Testo fornito
Gli anelli che aiutano la memoria del DNA
Questi anelli tridimensionali di DNA, vere e proprie connessioni tra geni e regioni regolatrici, sembrano addirittura rinforzarsi durante la divisione cellulare e quando i cromosomi si compattano, gli elementi distanti si avvicinano e restano “incollati”, come se la cellula si lasciasse dei post-it per ricordare dove erano i collegamenti più importanti.
Secondo il team, questo “effetto memoria” aiuta le cellule a riattivare correttamente i geni subito dopo la divisione, mantenendo coerenza genetica.
“Abbiamo finalmente un collegamento diretto tra la struttura fisica del genoma e la sua funzione nel controllo dei geni,” aggiunge Viraat Goel, primo autore dello studio.

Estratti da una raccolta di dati
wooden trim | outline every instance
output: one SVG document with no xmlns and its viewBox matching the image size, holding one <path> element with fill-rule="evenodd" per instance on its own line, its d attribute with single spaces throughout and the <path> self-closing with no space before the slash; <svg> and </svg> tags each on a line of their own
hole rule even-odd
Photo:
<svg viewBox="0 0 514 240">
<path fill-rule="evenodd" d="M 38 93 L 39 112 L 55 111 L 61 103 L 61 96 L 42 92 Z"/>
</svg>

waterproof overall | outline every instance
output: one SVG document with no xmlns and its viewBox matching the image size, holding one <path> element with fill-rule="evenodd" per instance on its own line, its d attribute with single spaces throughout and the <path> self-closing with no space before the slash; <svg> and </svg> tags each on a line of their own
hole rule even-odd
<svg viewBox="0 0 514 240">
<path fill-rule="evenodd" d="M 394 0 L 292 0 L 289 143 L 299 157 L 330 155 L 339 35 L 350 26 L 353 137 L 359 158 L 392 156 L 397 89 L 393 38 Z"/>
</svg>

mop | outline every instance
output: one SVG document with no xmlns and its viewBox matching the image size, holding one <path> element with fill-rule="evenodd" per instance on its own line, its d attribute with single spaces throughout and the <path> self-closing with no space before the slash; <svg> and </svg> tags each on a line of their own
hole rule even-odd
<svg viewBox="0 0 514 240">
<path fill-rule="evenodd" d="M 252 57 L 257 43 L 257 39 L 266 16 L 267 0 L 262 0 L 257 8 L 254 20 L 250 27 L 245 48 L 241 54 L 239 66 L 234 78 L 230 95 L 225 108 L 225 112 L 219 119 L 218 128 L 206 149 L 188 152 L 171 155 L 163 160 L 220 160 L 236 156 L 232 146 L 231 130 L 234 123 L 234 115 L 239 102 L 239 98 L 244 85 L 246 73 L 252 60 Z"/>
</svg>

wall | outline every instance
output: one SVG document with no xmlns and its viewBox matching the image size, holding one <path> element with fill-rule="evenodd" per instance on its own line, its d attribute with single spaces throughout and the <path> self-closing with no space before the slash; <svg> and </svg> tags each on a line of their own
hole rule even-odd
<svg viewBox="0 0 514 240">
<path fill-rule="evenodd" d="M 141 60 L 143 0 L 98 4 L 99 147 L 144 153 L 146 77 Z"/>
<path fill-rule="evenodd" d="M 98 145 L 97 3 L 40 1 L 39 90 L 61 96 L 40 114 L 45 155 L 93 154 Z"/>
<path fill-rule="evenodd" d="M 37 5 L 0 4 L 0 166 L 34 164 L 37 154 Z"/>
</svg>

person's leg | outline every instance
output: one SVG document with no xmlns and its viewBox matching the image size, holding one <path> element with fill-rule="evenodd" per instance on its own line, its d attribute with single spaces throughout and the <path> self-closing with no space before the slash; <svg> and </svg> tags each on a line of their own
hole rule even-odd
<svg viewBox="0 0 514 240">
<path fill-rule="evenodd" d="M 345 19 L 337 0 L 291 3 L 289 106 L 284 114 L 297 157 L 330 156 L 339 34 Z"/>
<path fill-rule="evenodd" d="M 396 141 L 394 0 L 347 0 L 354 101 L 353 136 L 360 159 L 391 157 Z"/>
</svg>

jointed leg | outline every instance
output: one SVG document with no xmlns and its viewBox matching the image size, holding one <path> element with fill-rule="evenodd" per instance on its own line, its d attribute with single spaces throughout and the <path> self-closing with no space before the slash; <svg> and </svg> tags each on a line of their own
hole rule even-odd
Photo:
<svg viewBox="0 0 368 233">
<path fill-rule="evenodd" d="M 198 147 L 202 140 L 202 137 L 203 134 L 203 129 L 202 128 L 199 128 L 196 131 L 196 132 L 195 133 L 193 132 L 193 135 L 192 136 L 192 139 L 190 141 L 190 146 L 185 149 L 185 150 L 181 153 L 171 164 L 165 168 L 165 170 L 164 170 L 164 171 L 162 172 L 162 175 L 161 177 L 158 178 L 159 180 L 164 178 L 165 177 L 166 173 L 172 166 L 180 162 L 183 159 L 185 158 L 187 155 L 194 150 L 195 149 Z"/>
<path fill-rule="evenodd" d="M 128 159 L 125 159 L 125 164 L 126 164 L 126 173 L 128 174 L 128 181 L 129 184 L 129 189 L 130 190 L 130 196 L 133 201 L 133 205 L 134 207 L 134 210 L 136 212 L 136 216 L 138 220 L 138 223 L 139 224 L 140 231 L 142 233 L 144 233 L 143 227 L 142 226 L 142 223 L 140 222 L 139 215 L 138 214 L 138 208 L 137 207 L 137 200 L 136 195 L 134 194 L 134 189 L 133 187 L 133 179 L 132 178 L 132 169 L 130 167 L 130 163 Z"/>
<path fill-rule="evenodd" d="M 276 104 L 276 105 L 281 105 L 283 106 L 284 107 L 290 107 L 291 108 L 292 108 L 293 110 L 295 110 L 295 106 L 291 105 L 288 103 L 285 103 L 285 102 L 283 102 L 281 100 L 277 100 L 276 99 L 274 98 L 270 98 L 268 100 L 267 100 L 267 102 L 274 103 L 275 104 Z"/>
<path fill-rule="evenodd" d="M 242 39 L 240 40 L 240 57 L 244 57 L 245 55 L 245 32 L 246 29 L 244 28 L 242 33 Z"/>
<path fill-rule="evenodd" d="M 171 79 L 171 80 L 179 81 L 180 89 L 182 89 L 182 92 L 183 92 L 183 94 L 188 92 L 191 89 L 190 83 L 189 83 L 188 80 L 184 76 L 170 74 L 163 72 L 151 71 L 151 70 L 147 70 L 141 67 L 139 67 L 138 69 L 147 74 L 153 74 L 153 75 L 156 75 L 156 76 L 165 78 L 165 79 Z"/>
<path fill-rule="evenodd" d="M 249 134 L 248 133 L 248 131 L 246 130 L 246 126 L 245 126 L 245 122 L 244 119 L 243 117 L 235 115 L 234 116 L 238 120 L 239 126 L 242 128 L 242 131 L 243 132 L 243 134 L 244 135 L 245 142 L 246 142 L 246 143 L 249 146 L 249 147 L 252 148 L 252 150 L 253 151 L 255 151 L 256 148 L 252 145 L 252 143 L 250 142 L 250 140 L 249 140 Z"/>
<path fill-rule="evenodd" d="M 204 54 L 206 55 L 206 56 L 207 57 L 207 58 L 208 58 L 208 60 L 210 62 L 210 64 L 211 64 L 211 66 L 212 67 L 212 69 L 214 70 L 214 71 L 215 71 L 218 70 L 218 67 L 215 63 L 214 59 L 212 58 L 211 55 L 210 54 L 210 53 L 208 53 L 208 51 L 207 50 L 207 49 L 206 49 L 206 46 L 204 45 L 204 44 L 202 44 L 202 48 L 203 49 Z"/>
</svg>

Domande
1. Traduci in inglese questa frase del testo sugli anelli del DNA: "Secondo il team, questo “effetto memoria” aiuta le cellule a riattivare correttamente i geni subito dopo la divisione, mantenendo coerenza genetica."
2. Ricopia parola per parola il testo sugli anelli del DNA da "Gli anelli che" fino a "mantenendo coerenza genetica." compreso.
Per svolgere i compiti non servono i record.

Risposte per compito
1. According to the team, this "memory effect" helps cells correctly reactivate genes right after division, maintaining genetic consistency.

2.
Gli anelli che aiutano la memoria del DNA
Questi anelli tridimensionali di DNA, vere e proprie connessioni tra geni e regioni regolatrici, sembrano addirittura rinforzarsi durante la divisione cellulare e quando i cromosomi si compattano, gli elementi distanti si avvicinano e restano “incollati”, come se la cellula si lasciasse dei post-it per ricordare dove erano i collegamenti più importanti.
Secondo il team, questo “effetto memoria” aiuta le cellule a riattivare correttamente i geni subito dopo la divisione, mantenendo coerenza genetica.